#### [Task to carry out]
Format every line of the listing below as a numbered list, skipping any blank lines and omitting the pictures.

#### [Data records]
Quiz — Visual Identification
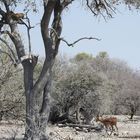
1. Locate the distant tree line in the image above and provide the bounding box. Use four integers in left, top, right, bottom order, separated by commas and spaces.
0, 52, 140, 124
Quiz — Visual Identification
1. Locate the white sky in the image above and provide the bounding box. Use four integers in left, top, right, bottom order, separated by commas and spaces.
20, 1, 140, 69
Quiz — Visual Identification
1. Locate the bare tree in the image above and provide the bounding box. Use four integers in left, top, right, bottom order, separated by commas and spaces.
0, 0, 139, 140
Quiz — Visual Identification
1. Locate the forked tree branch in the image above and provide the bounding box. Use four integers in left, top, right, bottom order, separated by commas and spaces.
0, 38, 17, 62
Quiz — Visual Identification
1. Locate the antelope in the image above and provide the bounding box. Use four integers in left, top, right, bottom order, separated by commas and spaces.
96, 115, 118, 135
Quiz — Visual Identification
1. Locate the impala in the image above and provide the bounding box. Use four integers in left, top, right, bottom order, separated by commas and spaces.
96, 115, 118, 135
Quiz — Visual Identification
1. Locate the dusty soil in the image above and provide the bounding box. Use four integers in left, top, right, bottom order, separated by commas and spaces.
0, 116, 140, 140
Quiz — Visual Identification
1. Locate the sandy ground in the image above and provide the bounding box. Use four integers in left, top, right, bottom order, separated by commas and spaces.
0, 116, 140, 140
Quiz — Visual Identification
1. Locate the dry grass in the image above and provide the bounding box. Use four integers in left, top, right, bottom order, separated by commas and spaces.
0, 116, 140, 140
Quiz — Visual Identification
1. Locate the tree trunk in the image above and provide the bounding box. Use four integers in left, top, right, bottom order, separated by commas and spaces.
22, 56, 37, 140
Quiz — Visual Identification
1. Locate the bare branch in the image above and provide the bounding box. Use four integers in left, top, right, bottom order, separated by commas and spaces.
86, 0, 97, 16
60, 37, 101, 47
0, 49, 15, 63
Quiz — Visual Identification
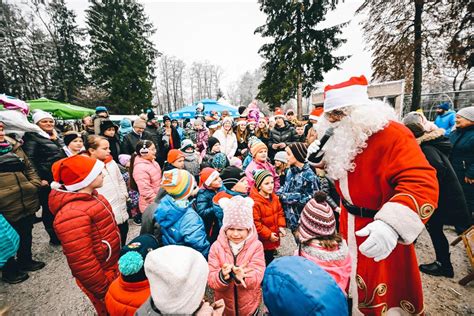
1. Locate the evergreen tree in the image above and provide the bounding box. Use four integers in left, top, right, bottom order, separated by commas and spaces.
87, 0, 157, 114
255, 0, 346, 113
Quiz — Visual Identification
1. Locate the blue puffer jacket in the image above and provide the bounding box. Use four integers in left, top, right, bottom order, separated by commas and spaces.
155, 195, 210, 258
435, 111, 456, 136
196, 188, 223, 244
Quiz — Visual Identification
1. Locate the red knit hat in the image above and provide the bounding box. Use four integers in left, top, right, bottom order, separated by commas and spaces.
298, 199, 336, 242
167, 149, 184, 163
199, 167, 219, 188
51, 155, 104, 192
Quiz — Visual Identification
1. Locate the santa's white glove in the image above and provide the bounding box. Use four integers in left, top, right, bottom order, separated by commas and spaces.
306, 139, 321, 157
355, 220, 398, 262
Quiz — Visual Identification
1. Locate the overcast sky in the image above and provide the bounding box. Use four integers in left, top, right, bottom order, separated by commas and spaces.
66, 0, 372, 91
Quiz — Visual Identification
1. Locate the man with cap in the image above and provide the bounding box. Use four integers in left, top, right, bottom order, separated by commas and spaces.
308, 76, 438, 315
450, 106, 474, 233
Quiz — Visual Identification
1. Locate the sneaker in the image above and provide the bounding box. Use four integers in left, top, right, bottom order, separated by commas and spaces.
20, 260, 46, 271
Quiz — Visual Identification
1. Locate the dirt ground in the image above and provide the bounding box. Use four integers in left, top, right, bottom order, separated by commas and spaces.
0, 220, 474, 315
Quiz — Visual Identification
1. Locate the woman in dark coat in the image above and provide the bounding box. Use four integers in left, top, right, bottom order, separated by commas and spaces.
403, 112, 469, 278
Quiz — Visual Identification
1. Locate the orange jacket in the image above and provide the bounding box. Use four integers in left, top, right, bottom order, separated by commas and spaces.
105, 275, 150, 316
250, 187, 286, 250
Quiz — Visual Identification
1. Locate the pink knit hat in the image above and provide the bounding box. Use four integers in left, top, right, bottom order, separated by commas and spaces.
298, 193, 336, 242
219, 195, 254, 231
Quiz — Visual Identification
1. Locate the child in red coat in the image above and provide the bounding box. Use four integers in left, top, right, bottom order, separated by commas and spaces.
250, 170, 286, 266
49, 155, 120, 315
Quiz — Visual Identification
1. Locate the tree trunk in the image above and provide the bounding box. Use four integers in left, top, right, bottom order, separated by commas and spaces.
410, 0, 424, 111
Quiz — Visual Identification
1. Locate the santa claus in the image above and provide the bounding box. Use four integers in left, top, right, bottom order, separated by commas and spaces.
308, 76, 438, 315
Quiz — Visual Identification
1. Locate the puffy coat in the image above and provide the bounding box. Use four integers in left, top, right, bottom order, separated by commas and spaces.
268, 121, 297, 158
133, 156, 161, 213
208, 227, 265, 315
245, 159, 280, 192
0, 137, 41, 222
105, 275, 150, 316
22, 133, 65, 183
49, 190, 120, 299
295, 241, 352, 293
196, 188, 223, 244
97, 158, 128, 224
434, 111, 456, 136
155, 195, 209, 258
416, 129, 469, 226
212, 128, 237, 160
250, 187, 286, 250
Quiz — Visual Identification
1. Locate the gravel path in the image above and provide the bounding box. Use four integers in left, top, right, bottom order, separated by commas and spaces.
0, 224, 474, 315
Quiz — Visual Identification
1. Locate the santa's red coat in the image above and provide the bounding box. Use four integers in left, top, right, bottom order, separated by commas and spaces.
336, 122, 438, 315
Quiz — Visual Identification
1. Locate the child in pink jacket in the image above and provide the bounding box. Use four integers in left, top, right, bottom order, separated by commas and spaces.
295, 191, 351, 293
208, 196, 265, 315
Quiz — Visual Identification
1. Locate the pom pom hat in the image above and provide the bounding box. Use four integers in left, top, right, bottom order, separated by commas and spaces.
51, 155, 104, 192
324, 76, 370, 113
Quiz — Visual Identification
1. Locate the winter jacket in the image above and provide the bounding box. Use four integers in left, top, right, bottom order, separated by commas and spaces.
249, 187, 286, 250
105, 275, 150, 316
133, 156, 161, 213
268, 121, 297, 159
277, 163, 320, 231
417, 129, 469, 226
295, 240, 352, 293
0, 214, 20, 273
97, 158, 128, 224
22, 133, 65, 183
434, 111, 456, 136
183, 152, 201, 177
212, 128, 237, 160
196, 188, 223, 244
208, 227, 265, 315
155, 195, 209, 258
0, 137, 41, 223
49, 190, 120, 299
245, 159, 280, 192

#### [In response]
1. Quiz — Visual Identification
2. 1. Locate the distant tree line in the image above and provide the bounding box. Use four integers in left, top, right, bottom order, separated by commas and spaces.
3. 0, 52, 140, 124
4. Quiz — Visual Identification
5. 1. Locate the white sky in the image above and provide the bounding box. Use four integers in left, top, right, bottom order, separated by commas and spaces.
6. 20, 1, 140, 69
7. Quiz — Visual Identification
8. 1. Locate the bare tree in the image above and provide the bounding box. Use four integers in left, top, right, bottom order, separated by commas and spaces.
9. 0, 0, 139, 140
10. Quiz — Visual Identification
11. 1. Locate the forked tree branch in the image above and provide the bounding box. Use four integers in left, top, right, bottom order, separated by commas and spaces.
12. 0, 38, 17, 62
13. Quiz — Visual Identification
14. 1. Locate the antelope in the image above and provide the bounding box. Use four integers in left, top, right, bottom order, separated by commas and spaces.
15. 96, 115, 118, 135
16. Quiz — Visual Identification
17. 1. Locate the impala in the image above and provide the bounding box. Use four integers in left, top, right, bottom order, separated by commas and spaces.
18. 96, 115, 118, 135
19. Quiz — Visual Identification
20. 1. Locate the dusty soil in the image above and provide the bounding box. Use four integers in left, top, right, bottom order, separated by commas and spaces.
21. 0, 116, 140, 140
22. Quiz — Visual Identification
23. 1. Locate the sandy ground in the image above and provide the bounding box. Use four integers in left, top, right, bottom order, separated by commas and spaces.
24. 0, 116, 140, 140
25. Quiz — Visual Identification
26. 1. Locate the dry grass in the image above and provide the bounding box. Use four integers in left, top, right, bottom order, separated by commas and spaces.
27. 0, 116, 140, 140
28. Quiz — Visual Identification
29. 1. Locate the tree trunk in the image above and provide the bounding box. Use four integers in left, top, right, bottom order, separated by commas and spaces.
30. 22, 56, 37, 140
31. Quiz — Visual Identification
32. 1. Locate the bare branch in the image above and provide the bounding box. Use four integers in left, top, right, bottom order, separated by commas and spaces.
33. 86, 0, 97, 16
34. 60, 37, 101, 47
35. 0, 49, 15, 63
36. Quiz — Visual Identification
37. 1. Locate the evergreen tree in the image above and provide the bounding box. Use four integers in left, top, right, bottom order, separated by commas and spaces.
38. 87, 0, 157, 114
39. 255, 0, 346, 113
40. Quiz — Visual Identification
41. 1. Locate the blue puffer jacket in the image above and provide the bounding box. Use four integers in left, top, right, bottom order, separated by commas and spaces.
42. 155, 195, 210, 258
43. 435, 111, 456, 136
44. 196, 188, 223, 244
45. Quiz — Visual Identification
46. 1. Locate the red knit hat in the image above and provide the bounding box. Use four integers in left, top, right, bottom order, separated by commas and spaces.
47. 298, 199, 336, 242
48. 167, 149, 184, 163
49. 199, 167, 219, 188
50. 51, 155, 104, 192
51. Quiz — Visual Identification
52. 1. Locate the santa's white glove in the image above and provide the bounding box. Use four integers in left, top, right, bottom order, separated by commas and spaces.
53. 306, 139, 321, 157
54. 355, 220, 398, 262
55. Quiz — Visual Identification
56. 1. Locate the overcast sky in the image above and provide the bounding box. Use four integers in left, top, right, bottom order, separated by commas and spaces.
57. 66, 0, 372, 91
58. Quiz — Visual Identification
59. 1. Locate the man with cap in the image above and provide the bounding box. Use four integers in left, top, right, bottom order, separated by commas and spaces.
60. 308, 76, 438, 315
61. 450, 106, 474, 233
62. Quiz — Visual Identification
63. 1. Locate the sneaker in the image above and provide the bounding box. Use four integers in left, top, right, bottom order, separated by commas and spaces.
64. 20, 260, 46, 271
65. Quiz — Visual Identification
66. 1. Locate the dirt ground in the image above and provide the bounding box. Use four integers in left, top, right, bottom order, separated by commas and spaces.
67. 0, 220, 474, 315
68. Quiz — Visual Identification
69. 1. Locate the woman in dark coat in the image above and provide the bounding box. Use four integers in left, top, right, bottom order, separated by commas and spaces.
70. 403, 112, 469, 278
71. Quiz — Visual Identification
72. 1. Locate the orange jacket in the image above and provide the bounding box. Use four integers in left, top, right, bottom order, separated by commas and spaces.
73. 105, 275, 150, 316
74. 250, 187, 286, 250
75. Quiz — Visual Identification
76. 1. Locate the pink knit hat in the image above and provide the bounding box. Use four integers in left, top, right, bottom order, separated by commas and spaces.
77. 298, 193, 336, 242
78. 219, 195, 254, 231
79. Quiz — Visual Identification
80. 1. Locate the child in red coat in the image above and provide the bounding box. Use four integers in left, top, right, bottom order, separated by commas and spaces.
81. 250, 170, 286, 266
82. 49, 155, 120, 315
83. Quiz — Visual Identification
84. 1. Locate the tree trunk in the image above and provide the bounding box. Use four integers in left, top, right, bottom order, separated by commas and spaces.
85. 410, 0, 424, 111
86. Quiz — Visual Identification
87. 1. Locate the santa claus in the image above and provide the bounding box. Use four integers in left, top, right, bottom order, separated by commas and spaces.
88. 308, 76, 438, 315
89. Quiz — Visual Identification
90. 1. Locate the puffy coat in the image above and provide the bounding box. Use four integers in left, top, right, bottom order, separated by commas and spaces.
91. 268, 121, 297, 158
92. 133, 156, 161, 213
93. 208, 227, 265, 315
94. 245, 159, 280, 192
95. 0, 137, 41, 222
96. 105, 275, 150, 316
97. 22, 133, 65, 183
98. 49, 190, 120, 299
99. 295, 241, 352, 293
100. 196, 188, 223, 244
101. 97, 158, 128, 224
102. 434, 111, 456, 136
103. 155, 195, 209, 258
104. 416, 129, 469, 226
105. 212, 128, 237, 160
106. 250, 187, 286, 250
107. Quiz — Visual Identification
108. 1. Locate the gravel path in the image above and provide the bounding box. Use four integers in left, top, right, bottom order, separated by commas and spaces.
109. 0, 224, 474, 315
110. Quiz — Visual Identification
111. 1. Locate the santa's red coat in the image above and provide the bounding box. Use four integers in left, top, right, bottom order, separated by commas and spaces.
112. 336, 122, 438, 315
113. Quiz — Visual Identification
114. 1. Locate the child in pink jacket in the image above and provide the bounding box. Use four integers in left, top, right, bottom order, separated by commas and spaces.
115. 295, 191, 351, 293
116. 208, 196, 265, 315
117. Quiz — Visual Identification
118. 1. Locate the pom pom hat in the image above and provide the bounding box. Use four integers in left, top, right, bottom order, separated by commas and spaces.
119. 51, 155, 104, 192
120. 324, 76, 370, 113
121. Quiz — Visual Identification
122. 1. Locate the winter jacket in the image above and provide the bounding box. Use four integers in left, top, right, bottom order, separated by commas and spaces.
123. 249, 187, 286, 250
124. 105, 275, 150, 316
125. 133, 156, 161, 213
126. 268, 121, 297, 159
127. 277, 163, 320, 231
128. 417, 129, 469, 226
129. 295, 240, 352, 293
130. 0, 214, 20, 273
131. 97, 158, 128, 224
132. 22, 133, 65, 183
133. 434, 111, 456, 136
134. 183, 152, 201, 177
135. 212, 128, 237, 160
136. 196, 188, 223, 244
137. 208, 227, 265, 315
138. 155, 195, 209, 258
139. 0, 137, 41, 223
140. 49, 190, 120, 299
141. 245, 159, 280, 192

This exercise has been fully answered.